● Aufgabenstellung
Setze den unten stehenden Text über Fluchtreflexe von Mitarbeitern bei Veränderungen im Unternehmen nach seinem letzten Satz fort.

● Auszug zum Lesen

******************************

Oft unterschätzen Manager die Fluchtreflexe, die manche Entscheidung beim Mitarbeiter auslöst. Damit gefährden sie die eigenen Projekte, warnt das Team vom Systemischen Institut Hamburg und verrät, wie man den Mitarbeitern die Angst nimmt.

Unsere größten Triebfedern im Alltag sind Bedürfnisse wie Hunger, Durst, Müdigkeit: Irgendwann sind sie so stark, dass es unaufschiebbar ist, ihnen nachzukommen. Die Hirnforschung gibt interessante Hinweise, dass im Arbeitsalltag ähnlich starke Bedürfnisse eine Rolle spielen, ohne dass wir uns dessen immer bewusst wären.

Der Körper reagiert nämlich auch bei sozialen Interaktionen reflexartig. Und da gibt es nur zwei Richtungen: Entweder, eine Interaktion wird als Belohnung wahrgenommen und löst die entsprechend verbundenen Schaltkreise aus – davon wollen wir mehr. Oder wir empfinden eine Situation als Bedrohung – dann werden Fluchtreflexe und Vermeidungsverhalten ausgelöst.

Ein Beispiel: Kündigt ein Vorgesetzter ein Feedbackgespräch an, dann ist für viele Arbeitnehmer die körperliche Reaktion die gleiche, als würden sie in stockfinsterer Nacht ein unbekanntes Geräusch hören.

Jede Führungsperson in einem Unternehmen, die etwas verändern möchte, sollte daher alles minimieren, was Bedrohungsgefühle auslöst. Sonst ergreifen die Mitarbeiter die Flucht, und sei es nur im übertragenen Sinn. Ihnen fehlt dann die nötige grundsätzliche Offenheit für Veränderungen, Projekte drohen zu scheitern. Leider wird bei vielen großen Umbauprozessen genau das übersehen.

******************************

● Extrahierte Zeilen
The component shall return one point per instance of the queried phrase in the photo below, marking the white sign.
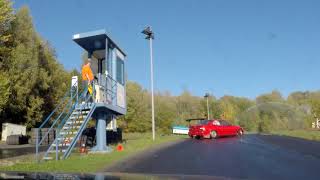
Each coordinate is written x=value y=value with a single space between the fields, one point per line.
x=74 y=81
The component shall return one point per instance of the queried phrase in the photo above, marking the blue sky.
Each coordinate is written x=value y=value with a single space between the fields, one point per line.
x=241 y=48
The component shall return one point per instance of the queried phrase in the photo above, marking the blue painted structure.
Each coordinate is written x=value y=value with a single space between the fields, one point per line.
x=75 y=110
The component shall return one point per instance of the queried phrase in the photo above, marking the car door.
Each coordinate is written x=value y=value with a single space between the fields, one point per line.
x=226 y=128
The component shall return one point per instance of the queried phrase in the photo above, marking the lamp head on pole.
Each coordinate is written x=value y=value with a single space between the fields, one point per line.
x=148 y=32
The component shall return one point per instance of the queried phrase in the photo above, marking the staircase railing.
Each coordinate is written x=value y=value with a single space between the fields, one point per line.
x=83 y=98
x=78 y=134
x=45 y=134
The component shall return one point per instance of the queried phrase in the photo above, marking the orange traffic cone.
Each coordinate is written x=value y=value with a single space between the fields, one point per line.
x=120 y=147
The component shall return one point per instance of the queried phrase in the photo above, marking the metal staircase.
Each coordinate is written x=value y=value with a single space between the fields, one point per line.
x=67 y=122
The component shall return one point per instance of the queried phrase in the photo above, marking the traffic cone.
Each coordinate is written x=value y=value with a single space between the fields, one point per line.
x=120 y=147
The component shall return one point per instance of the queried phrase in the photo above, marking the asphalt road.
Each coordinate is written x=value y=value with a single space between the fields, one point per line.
x=248 y=157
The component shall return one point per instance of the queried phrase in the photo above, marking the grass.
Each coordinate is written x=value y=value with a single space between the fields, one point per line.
x=91 y=163
x=305 y=134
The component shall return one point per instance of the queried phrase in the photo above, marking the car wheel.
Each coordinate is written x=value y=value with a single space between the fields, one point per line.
x=213 y=134
x=240 y=132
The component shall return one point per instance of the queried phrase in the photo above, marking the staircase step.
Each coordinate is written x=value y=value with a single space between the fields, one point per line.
x=59 y=150
x=47 y=158
x=63 y=138
x=59 y=145
x=70 y=127
x=80 y=112
x=77 y=117
x=64 y=132
x=74 y=122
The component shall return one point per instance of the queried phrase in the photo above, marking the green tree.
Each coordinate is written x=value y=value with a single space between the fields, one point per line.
x=274 y=96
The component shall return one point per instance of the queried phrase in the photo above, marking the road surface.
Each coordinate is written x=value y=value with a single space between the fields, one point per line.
x=249 y=157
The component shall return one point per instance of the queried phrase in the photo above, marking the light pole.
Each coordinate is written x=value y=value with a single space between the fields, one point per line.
x=150 y=36
x=207 y=96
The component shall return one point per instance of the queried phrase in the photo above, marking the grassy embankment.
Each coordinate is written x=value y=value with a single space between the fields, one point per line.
x=304 y=134
x=135 y=143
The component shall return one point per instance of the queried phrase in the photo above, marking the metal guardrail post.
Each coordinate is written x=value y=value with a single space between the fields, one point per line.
x=57 y=145
x=37 y=146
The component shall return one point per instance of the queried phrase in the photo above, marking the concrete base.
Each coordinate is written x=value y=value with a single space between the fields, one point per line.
x=95 y=150
x=101 y=146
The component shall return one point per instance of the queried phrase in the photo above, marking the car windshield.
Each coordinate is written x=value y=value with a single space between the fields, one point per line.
x=203 y=122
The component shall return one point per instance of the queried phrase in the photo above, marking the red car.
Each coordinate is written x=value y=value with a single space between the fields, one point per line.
x=213 y=129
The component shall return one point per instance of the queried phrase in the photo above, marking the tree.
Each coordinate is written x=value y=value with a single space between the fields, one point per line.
x=274 y=96
x=32 y=81
x=6 y=18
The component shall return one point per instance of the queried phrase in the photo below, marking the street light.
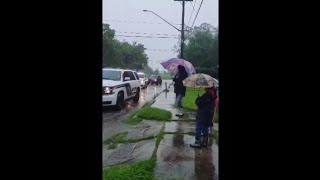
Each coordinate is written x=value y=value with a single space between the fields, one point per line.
x=182 y=31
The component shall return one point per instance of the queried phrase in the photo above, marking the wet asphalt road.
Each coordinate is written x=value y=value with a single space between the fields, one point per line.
x=114 y=121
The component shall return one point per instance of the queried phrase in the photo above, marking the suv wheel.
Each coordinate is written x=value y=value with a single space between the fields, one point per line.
x=137 y=96
x=120 y=99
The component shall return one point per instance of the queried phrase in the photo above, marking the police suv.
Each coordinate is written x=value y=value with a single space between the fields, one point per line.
x=118 y=86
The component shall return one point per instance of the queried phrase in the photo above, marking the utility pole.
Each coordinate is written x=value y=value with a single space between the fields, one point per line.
x=182 y=30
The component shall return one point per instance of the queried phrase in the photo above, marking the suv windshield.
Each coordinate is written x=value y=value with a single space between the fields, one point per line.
x=141 y=75
x=111 y=75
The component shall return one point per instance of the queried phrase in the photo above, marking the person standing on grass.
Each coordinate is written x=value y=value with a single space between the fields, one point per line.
x=216 y=108
x=204 y=116
x=179 y=88
x=214 y=95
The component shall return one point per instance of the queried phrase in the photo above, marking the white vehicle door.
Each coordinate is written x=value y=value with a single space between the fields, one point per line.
x=130 y=83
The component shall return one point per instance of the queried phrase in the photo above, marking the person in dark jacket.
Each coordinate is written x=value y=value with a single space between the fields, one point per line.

******************************

● Antwortbereich
Großer Umbau, große Sorgen

Mit dem Problem beschäftigen sich Neuroleadership-Modelle von Theo Peters und Argang Ghadiri oder das „Scarf“-Modell der Hirnforschergruppe um David Rock. Besonders das „Scarf“-Modell liefert viele praktische Hinweise, um Menschen für eine Sache zu begeistern. Für die wichtigste Botschaft genügt es, „Scarf“ zu buchstabieren:

  • Das S in „Scarf“ steht für Status und meint die wahrgenommene Bedeutung, die eine Person in einer Gruppe hat. Statusbedrohung löst im Gehirn die gleichen Vorgänge wie eine körperliche Bedrohung aus. Klar, dass man so weniger Ideen hat, weniger leistungsbereit ist und Veränderung scheut.
  • C steht für certainty und bezieht sich darauf, wie sicher Mitarbeitern die Zukunft erscheint. Rituale und Wiederholungen schaffen Sicherheit. Aber was heißt das für ein Veränderungsprojekt, dessen Sinn ja ist, Altes zugunsten von Neuem aufzubrechen? Nach dem „Scarf“-Modell muss man dann zumindest für Sicherheit und Transparenz im Vorgehen sorgen, wenn schon die inhaltliche Sicherheit fehlt.
  • A steht für Autonomie, dafür, Herr der eigenen Lage zu sein. Wenn in Veränderungsprojekten Entscheidungen von oben nach unten durchregiert werden, ohne dass die Betroffenen beteiligt werden, löst auch das leicht Fluchtreflexe aus.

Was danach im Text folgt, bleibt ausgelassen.